EXERCISE PROMPT =>
Copy the material below verbatim from the line with "Target: calm sea water" to the line with "the thin stem", both lines included, omitting pictures and every line outside that range.

GIVEN INFORMATION =>
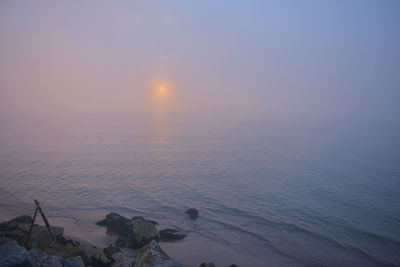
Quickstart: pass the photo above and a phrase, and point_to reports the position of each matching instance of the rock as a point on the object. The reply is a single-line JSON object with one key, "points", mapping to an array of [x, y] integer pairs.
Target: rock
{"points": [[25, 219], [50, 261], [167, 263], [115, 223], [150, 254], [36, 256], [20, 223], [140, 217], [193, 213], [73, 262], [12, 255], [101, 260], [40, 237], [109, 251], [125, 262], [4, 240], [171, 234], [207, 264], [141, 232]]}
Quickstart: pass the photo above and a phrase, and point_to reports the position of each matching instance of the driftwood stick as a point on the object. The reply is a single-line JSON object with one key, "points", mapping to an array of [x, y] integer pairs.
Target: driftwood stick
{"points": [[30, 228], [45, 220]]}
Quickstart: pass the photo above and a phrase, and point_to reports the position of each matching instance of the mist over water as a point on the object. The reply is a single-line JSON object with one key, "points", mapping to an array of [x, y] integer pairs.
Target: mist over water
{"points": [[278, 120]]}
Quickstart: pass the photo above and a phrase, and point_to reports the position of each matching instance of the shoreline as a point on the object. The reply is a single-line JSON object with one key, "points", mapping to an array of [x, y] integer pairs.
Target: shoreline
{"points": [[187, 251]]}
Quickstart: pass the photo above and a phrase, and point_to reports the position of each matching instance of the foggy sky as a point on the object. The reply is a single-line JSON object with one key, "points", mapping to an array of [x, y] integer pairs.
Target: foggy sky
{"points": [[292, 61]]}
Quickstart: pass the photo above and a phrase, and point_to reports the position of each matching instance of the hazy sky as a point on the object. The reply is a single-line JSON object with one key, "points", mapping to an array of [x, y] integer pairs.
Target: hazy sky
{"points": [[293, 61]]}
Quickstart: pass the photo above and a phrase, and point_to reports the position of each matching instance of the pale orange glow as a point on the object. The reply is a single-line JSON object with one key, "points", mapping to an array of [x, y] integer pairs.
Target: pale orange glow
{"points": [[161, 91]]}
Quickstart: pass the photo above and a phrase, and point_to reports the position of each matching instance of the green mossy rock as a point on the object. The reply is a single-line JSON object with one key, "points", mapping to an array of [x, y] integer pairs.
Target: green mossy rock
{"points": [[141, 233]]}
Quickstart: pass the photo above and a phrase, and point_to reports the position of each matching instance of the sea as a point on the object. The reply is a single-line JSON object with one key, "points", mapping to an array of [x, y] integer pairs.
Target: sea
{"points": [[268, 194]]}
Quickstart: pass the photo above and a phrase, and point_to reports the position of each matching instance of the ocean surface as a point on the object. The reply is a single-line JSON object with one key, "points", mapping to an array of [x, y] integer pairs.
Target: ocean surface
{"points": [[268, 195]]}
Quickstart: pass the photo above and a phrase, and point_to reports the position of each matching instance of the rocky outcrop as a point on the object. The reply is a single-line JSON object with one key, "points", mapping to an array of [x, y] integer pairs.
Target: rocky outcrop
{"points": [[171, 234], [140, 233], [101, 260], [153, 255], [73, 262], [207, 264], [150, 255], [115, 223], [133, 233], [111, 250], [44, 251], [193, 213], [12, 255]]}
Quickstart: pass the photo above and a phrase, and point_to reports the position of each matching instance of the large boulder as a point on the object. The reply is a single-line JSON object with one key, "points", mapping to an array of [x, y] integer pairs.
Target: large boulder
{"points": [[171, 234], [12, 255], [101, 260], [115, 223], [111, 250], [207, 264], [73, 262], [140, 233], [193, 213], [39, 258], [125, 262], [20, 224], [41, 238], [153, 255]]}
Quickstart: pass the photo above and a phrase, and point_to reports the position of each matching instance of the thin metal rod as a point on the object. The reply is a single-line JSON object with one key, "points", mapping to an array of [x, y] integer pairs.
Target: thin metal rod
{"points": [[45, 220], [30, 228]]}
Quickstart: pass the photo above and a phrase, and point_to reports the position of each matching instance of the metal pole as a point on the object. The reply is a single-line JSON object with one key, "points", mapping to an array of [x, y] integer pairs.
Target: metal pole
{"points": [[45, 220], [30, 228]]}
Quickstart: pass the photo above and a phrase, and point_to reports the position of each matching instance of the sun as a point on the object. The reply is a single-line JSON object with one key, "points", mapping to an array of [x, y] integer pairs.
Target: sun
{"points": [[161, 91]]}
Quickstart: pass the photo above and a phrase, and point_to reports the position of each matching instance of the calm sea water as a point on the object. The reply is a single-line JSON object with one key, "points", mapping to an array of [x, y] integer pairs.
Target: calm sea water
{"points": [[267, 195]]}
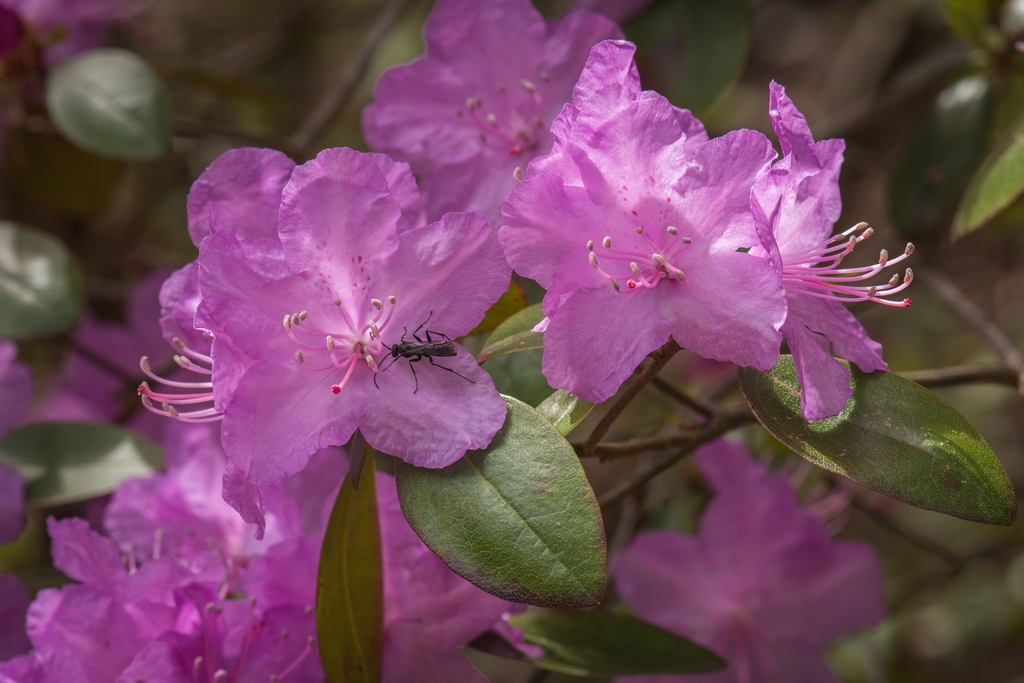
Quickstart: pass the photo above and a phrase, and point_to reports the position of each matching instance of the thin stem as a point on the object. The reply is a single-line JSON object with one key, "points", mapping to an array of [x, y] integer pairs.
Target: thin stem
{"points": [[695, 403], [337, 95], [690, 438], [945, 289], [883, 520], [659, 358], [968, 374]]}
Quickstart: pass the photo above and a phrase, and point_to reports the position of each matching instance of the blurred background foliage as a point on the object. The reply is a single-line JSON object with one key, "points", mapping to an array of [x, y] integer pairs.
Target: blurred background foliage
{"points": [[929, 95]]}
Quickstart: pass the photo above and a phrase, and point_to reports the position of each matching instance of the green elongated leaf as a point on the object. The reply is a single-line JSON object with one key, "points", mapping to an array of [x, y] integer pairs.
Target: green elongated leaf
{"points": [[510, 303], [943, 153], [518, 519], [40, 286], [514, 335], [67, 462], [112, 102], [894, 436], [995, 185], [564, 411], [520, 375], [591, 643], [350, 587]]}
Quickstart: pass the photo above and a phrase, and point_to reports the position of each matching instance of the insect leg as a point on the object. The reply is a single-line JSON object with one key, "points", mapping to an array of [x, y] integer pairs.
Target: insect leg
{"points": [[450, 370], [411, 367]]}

EXERCISE SOLUTION =>
Target: calm sea water
{"points": [[267, 195]]}
Quickstart: pass the photo above and a phrase, and point_to reports the position of each matching instance of the thin stem as a point on the object. The reply is a single-line JSON object with one key, "points", mapping to an array of [x, y] integer pairs.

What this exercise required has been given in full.